--- Brief ---
What you need to do is retype every entry exactly as written.

Stored items
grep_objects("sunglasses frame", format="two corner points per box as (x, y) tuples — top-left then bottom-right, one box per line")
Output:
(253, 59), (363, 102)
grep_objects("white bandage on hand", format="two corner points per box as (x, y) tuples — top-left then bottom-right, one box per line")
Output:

--- Response area ---
grep_objects("sunglasses frame", format="two corner points per box as (x, y) tuples — top-left then bottom-right, one box per line")
Output:
(253, 59), (363, 102)
grep_objects("white bandage on hand", format="two corner points per box as (x, y) tuples — top-left then bottom-right, one box per line")
Output:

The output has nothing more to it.